→ **Requirements**:
Copy the listing below verbatim, from the line containing "segment: street light" through the end of the listing, both ends included.
>> Start
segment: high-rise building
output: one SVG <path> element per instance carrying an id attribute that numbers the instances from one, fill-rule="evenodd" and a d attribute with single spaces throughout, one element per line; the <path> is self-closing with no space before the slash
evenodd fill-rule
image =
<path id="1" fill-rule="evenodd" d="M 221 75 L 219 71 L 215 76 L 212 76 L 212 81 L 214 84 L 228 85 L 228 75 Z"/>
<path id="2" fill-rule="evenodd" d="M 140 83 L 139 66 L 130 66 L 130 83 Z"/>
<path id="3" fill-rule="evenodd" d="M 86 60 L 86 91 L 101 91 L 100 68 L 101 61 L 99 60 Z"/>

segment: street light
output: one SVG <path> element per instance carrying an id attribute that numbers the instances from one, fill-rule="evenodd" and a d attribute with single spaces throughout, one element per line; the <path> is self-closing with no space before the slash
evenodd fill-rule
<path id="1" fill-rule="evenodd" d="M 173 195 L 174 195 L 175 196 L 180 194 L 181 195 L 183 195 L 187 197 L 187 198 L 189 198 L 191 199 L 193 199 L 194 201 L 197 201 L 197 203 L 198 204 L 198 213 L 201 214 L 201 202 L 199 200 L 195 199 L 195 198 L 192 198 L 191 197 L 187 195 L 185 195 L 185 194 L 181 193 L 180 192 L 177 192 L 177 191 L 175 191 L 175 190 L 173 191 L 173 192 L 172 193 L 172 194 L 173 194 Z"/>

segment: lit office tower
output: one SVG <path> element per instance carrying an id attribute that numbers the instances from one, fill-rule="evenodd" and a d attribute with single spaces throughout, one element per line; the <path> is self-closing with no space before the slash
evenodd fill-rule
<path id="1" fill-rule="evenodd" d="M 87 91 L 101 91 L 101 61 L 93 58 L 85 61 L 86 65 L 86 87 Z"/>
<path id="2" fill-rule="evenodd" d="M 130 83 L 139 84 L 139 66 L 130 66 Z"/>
>> End
→ **Finished task**:
segment: street light
output: one SVG <path> element per instance carrying an id attribute that numbers the instances from one, fill-rule="evenodd" and a d attribute with single spaces throughout, one element per line; the <path> is self-closing with no space before the slash
evenodd fill-rule
<path id="1" fill-rule="evenodd" d="M 173 195 L 174 195 L 175 196 L 180 194 L 181 195 L 183 195 L 187 197 L 187 198 L 189 198 L 191 199 L 193 199 L 194 201 L 197 201 L 197 203 L 198 204 L 198 213 L 201 214 L 201 202 L 199 200 L 195 199 L 195 198 L 192 198 L 191 197 L 187 195 L 185 195 L 185 194 L 181 193 L 180 192 L 177 192 L 177 191 L 175 191 L 175 190 L 173 191 L 173 192 L 172 193 L 172 194 L 173 194 Z"/>

segment: lit office tower
output: one SVG <path> element per instance carrying an id attribute that numbers the instances from one, fill-rule="evenodd" and a d attribute with single spaces throughout, one element per line; the <path> is self-closing with no space before the slash
evenodd fill-rule
<path id="1" fill-rule="evenodd" d="M 87 91 L 101 91 L 101 61 L 93 58 L 85 61 L 86 65 L 86 87 Z"/>
<path id="2" fill-rule="evenodd" d="M 130 83 L 139 84 L 139 66 L 130 66 Z"/>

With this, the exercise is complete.